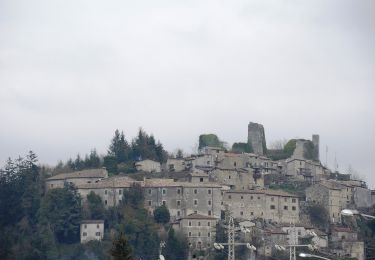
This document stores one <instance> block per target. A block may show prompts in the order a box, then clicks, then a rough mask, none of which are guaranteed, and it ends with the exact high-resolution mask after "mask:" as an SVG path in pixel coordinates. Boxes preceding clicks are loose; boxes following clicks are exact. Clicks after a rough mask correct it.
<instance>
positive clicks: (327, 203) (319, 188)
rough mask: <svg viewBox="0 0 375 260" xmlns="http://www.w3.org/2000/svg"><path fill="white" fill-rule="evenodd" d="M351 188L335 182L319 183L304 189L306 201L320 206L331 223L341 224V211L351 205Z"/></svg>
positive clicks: (351, 190) (330, 181)
mask: <svg viewBox="0 0 375 260" xmlns="http://www.w3.org/2000/svg"><path fill="white" fill-rule="evenodd" d="M352 192H353V190H352V188H351V187H348V186H344V185H342V184H340V183H339V182H337V181H334V180H327V181H321V182H319V183H317V184H315V185H312V186H310V187H309V188H307V189H306V200H307V201H308V202H310V203H317V204H319V205H322V206H323V207H324V208H325V209H326V210H327V212H328V214H329V218H330V222H331V223H340V222H341V210H343V209H345V208H347V207H348V205H350V204H351V203H352Z"/></svg>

— YOUR OBJECTIVE —
The word "instance" appears in some lines above. Return every one of those lines.

— EXERCISE SOLUTION —
This document stores one <instance> block per target. A block may show prompts in the order a box, then clicks, then a rough mask, none of which are guaranteed, and it ends with the exact high-resolution mask after "mask:" as an SVG path in pixel coordinates. Boxes preceding clicks are loose; boxes following clicks are exact. Clicks after a rough mask correct it.
<instance>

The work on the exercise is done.